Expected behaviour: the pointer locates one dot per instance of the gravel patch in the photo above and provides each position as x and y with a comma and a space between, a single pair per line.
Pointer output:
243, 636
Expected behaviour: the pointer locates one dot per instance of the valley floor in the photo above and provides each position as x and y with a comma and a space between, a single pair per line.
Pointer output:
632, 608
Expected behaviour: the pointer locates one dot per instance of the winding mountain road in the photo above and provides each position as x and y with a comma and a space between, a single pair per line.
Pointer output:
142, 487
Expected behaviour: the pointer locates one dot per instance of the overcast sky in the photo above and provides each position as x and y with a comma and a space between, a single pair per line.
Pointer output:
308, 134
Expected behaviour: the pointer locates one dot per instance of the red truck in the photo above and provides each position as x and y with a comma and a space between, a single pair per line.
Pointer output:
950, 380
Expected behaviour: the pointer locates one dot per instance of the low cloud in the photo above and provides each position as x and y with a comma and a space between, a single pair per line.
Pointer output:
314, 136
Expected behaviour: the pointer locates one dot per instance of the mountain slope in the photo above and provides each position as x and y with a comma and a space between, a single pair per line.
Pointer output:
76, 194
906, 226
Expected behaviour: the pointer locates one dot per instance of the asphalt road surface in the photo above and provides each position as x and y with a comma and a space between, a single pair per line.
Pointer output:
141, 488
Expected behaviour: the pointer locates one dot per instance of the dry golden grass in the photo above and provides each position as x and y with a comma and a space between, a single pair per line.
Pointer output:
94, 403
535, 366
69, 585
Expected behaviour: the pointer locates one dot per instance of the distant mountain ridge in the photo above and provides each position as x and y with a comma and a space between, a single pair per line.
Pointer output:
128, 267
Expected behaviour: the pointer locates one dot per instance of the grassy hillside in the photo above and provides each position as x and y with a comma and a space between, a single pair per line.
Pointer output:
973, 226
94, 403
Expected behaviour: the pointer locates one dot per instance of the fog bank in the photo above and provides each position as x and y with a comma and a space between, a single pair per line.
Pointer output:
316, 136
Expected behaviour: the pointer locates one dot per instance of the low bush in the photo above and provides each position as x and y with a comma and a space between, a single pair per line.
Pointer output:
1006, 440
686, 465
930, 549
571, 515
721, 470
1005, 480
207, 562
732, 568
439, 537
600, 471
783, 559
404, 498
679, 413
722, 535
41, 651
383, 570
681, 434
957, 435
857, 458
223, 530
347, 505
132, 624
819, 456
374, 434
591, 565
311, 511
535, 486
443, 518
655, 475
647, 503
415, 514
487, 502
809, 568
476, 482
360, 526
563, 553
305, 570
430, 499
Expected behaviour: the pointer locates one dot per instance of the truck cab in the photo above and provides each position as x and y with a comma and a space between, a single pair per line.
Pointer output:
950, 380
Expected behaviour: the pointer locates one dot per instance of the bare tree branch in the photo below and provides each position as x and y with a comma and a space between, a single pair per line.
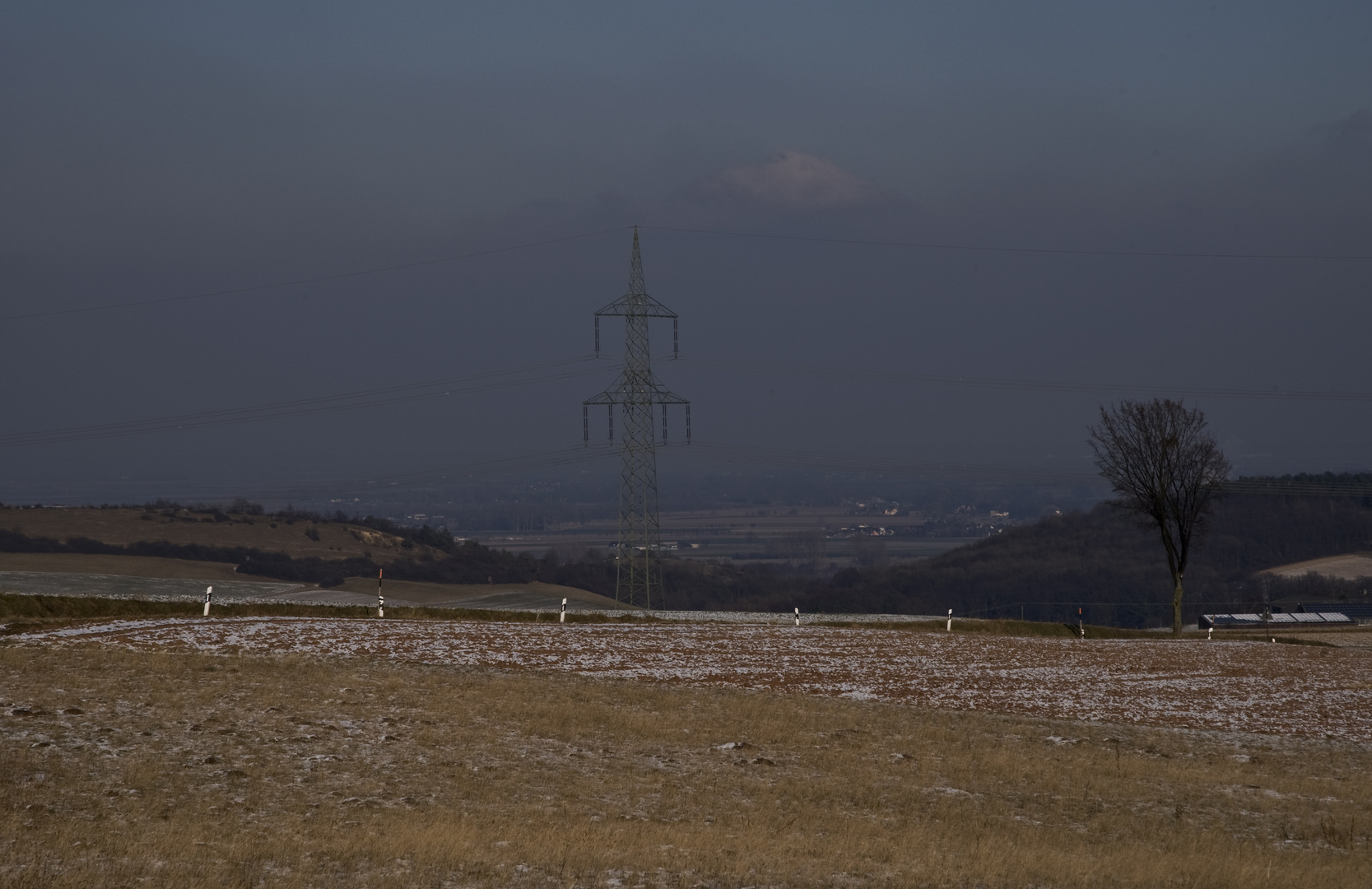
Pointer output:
1165, 468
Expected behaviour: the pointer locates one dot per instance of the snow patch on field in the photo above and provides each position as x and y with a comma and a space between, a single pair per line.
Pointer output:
1239, 687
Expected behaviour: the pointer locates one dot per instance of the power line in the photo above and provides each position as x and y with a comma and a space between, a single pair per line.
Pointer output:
320, 279
1108, 389
467, 384
498, 465
1157, 254
855, 463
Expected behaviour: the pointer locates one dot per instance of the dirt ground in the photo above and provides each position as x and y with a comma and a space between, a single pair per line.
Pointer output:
1197, 683
162, 767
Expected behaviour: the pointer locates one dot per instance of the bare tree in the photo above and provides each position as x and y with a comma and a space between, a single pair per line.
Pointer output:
1166, 469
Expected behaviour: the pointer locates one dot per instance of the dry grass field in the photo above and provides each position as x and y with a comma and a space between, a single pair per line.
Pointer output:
162, 767
1220, 685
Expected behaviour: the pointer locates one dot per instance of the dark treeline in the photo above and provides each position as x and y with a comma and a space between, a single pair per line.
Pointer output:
1100, 560
1104, 561
465, 563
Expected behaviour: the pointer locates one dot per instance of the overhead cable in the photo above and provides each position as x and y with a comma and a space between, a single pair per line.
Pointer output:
1059, 251
339, 276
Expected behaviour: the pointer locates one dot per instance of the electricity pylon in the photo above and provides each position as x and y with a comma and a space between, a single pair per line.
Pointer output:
638, 578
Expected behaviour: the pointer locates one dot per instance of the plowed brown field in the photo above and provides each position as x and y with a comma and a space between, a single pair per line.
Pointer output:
1234, 687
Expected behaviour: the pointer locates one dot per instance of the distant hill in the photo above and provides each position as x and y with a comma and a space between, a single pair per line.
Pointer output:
1100, 560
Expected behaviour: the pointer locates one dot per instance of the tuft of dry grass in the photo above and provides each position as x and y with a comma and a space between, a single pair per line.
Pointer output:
168, 770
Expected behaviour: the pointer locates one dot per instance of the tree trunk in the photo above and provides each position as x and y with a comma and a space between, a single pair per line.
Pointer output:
1176, 607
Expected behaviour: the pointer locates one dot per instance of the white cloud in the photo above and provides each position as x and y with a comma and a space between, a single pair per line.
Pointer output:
793, 180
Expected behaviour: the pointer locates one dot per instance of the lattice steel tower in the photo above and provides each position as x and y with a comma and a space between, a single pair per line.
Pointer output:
637, 393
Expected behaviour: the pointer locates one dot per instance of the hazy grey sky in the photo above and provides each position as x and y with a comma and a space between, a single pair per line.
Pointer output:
156, 150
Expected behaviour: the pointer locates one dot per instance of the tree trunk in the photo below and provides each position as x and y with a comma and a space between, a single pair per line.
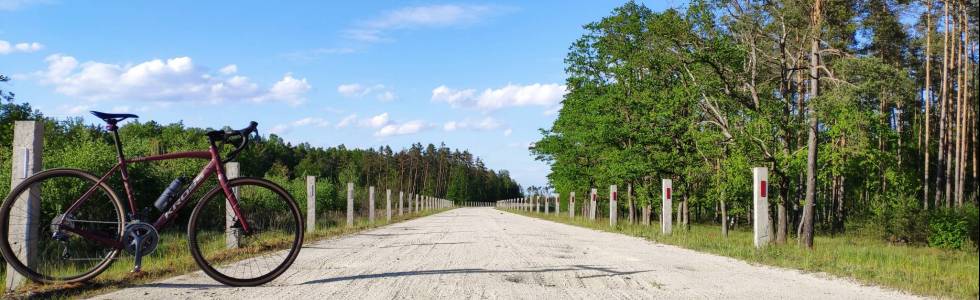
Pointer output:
781, 215
646, 214
927, 98
961, 109
724, 219
940, 162
806, 239
686, 215
629, 199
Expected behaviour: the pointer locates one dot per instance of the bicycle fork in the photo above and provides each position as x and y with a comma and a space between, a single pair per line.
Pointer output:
138, 255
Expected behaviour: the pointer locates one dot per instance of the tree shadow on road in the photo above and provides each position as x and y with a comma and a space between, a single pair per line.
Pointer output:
605, 272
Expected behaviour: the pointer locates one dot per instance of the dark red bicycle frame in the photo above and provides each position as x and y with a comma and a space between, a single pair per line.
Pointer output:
214, 166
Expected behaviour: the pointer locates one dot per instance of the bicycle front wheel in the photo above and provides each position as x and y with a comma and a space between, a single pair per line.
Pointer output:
41, 241
234, 256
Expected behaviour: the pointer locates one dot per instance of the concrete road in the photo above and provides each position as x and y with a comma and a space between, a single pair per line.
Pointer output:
482, 253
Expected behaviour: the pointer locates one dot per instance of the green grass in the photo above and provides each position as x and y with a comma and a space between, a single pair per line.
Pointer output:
172, 258
869, 260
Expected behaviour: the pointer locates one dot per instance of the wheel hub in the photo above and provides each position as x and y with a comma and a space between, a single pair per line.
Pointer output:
145, 234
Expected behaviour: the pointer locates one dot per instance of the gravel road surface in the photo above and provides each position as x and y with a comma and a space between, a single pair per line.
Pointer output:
483, 253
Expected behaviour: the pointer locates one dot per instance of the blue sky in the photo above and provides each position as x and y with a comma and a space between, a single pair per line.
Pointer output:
483, 76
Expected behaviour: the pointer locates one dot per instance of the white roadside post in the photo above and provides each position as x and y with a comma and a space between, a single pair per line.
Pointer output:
401, 202
592, 207
571, 205
350, 204
310, 203
613, 205
27, 148
371, 204
232, 233
760, 205
666, 209
388, 204
557, 204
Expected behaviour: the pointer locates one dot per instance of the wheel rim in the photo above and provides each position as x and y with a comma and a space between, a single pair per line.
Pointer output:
259, 254
61, 257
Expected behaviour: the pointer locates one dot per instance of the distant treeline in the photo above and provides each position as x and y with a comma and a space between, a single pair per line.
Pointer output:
428, 170
865, 113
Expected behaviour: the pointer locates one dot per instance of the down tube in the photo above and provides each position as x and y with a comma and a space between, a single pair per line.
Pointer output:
186, 196
232, 198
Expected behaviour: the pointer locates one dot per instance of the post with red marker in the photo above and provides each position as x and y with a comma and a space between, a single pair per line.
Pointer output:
592, 206
760, 206
571, 204
613, 205
667, 207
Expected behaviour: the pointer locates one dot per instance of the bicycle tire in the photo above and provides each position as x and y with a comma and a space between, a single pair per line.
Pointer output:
7, 251
218, 193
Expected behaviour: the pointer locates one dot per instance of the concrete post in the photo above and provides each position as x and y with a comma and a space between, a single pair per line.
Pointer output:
310, 203
388, 204
401, 203
26, 158
760, 205
232, 234
571, 205
350, 204
557, 204
592, 208
613, 206
371, 204
666, 194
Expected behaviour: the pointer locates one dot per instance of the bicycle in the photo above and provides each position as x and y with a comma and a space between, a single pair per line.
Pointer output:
79, 226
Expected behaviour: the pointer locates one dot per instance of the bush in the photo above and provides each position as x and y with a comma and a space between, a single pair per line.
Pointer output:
951, 228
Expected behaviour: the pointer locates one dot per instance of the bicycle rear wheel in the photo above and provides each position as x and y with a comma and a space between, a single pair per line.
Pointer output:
255, 257
60, 255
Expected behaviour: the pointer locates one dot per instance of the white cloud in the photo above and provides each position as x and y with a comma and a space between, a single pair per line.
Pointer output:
377, 121
406, 128
172, 80
387, 96
288, 89
487, 123
450, 126
74, 110
24, 47
511, 95
426, 16
357, 90
351, 89
384, 125
229, 69
304, 122
346, 121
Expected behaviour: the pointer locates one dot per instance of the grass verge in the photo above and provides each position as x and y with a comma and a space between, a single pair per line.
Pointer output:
173, 258
917, 270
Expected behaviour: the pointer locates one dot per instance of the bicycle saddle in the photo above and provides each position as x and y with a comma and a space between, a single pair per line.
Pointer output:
113, 118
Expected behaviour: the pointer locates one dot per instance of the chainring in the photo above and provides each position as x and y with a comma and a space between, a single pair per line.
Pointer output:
150, 237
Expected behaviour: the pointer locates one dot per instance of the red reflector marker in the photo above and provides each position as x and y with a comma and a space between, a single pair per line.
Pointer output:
762, 189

......

Aim of the task:
Starting with the line that contains "the bicycle rear", write out each line through the end of the listing, exactly as it appears, and include nothing else.

Exercise response:
Expected behaviour: the pointer locates one dot per instance of the bicycle rear wheel in the photo above and provides each position as x and y with a comma and a space between, a single pair per line.
Pointer output:
255, 257
60, 255
Expected behaviour: the pointer locates one dot per instance of the white cloud in the photo above and provides each position as x and y with a comma and a space between, a single pair per line.
Pointer output:
377, 121
406, 128
172, 80
387, 96
288, 89
487, 123
450, 126
74, 110
24, 47
511, 95
426, 16
357, 90
351, 89
384, 125
229, 69
304, 122
346, 121
Expected behaviour: the pointer locates one dot per instance of the grass verge in the photo above and provides each position as x and y with a comma and a space between, a single pair per line.
Pointer output:
173, 258
917, 270
Expected behaviour: the pointer locates one dot per instance of the bicycle saddle in the photo above and provides each position as x and y with a comma and a space between, a single pair per line.
Pointer output:
113, 118
Expected behaviour: the pointer locates one dot per instance of the chainring in the photo above and provides each position as x and y with a comma and a space between, a single pair per line.
Pointer output:
150, 237
Expected behaviour: the pointer locates one dot per instance of the red reflector marker in the photo above and provides each position as x and y with a comma and a space between, a single pair per line.
Pointer output:
762, 189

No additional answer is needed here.